» WHAT TO PRODUCE: Look through the data below, and copy each line that carries the word "background".

» DATA UNDER STUDY:
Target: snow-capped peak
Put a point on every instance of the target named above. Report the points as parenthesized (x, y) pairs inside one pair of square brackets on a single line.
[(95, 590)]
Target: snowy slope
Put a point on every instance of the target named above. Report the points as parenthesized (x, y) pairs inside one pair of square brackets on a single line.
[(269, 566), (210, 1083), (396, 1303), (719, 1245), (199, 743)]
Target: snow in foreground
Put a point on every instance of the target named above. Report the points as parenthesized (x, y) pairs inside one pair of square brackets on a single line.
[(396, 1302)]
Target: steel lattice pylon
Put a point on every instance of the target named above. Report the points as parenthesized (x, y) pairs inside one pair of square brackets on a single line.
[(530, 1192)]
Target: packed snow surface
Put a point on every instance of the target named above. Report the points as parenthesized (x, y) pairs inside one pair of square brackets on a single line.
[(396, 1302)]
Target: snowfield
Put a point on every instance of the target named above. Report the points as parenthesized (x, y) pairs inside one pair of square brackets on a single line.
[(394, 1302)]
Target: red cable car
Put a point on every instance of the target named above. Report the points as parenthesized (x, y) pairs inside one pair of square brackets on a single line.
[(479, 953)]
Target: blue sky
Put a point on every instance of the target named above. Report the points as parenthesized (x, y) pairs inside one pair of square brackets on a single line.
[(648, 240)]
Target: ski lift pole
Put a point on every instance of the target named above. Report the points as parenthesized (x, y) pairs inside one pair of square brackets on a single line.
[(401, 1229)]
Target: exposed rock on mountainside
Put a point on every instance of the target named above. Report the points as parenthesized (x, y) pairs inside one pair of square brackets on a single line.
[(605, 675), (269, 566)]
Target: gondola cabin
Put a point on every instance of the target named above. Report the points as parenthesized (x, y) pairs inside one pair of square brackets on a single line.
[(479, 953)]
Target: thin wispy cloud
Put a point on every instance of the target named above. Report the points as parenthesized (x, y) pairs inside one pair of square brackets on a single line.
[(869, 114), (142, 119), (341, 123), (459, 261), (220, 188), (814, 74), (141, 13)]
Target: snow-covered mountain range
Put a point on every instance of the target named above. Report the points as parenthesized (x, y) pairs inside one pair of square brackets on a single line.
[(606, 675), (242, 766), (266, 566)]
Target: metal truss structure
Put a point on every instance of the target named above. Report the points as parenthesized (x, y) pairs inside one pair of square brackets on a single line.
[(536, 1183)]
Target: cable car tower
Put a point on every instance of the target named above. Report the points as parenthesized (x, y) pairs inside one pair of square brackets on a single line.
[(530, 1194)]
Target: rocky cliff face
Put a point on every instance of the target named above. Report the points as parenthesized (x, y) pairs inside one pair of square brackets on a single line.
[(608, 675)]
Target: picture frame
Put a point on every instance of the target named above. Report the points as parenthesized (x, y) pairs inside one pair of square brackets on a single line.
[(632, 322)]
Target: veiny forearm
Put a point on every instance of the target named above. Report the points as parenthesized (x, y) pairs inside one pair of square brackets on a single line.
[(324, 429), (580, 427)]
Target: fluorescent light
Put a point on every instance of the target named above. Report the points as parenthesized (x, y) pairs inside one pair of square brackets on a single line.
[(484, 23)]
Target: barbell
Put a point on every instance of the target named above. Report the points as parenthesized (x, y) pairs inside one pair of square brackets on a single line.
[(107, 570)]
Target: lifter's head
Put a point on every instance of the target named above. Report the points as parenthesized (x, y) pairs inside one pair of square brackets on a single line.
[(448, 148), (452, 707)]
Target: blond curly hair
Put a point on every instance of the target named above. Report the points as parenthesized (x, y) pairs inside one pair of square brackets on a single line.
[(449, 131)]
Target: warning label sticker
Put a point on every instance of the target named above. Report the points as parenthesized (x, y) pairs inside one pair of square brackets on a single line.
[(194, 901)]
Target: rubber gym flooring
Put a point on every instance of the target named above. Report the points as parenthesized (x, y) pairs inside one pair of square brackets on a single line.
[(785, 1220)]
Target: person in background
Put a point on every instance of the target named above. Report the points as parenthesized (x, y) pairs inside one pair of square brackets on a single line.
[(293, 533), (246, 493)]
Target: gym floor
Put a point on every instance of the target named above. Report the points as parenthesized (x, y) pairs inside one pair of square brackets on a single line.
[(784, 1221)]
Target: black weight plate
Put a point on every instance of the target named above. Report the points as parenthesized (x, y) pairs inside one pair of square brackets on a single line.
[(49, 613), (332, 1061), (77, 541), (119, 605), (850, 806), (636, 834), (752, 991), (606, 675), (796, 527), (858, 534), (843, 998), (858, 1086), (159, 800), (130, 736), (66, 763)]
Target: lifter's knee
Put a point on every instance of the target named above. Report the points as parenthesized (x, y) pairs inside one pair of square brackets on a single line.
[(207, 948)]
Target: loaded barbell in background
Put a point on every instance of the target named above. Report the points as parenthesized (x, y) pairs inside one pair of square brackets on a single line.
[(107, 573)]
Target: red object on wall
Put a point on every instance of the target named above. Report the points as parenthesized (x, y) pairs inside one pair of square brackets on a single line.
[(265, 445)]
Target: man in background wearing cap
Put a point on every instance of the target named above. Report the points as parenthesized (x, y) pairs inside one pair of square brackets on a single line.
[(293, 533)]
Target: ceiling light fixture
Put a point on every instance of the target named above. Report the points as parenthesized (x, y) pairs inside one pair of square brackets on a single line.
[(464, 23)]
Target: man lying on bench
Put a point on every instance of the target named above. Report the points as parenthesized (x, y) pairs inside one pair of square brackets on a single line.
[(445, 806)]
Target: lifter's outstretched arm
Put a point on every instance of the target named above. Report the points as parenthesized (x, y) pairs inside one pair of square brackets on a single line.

» ANSWER SPACE:
Target: person in background
Target: loaded barbell in background
Target: man in background wearing cap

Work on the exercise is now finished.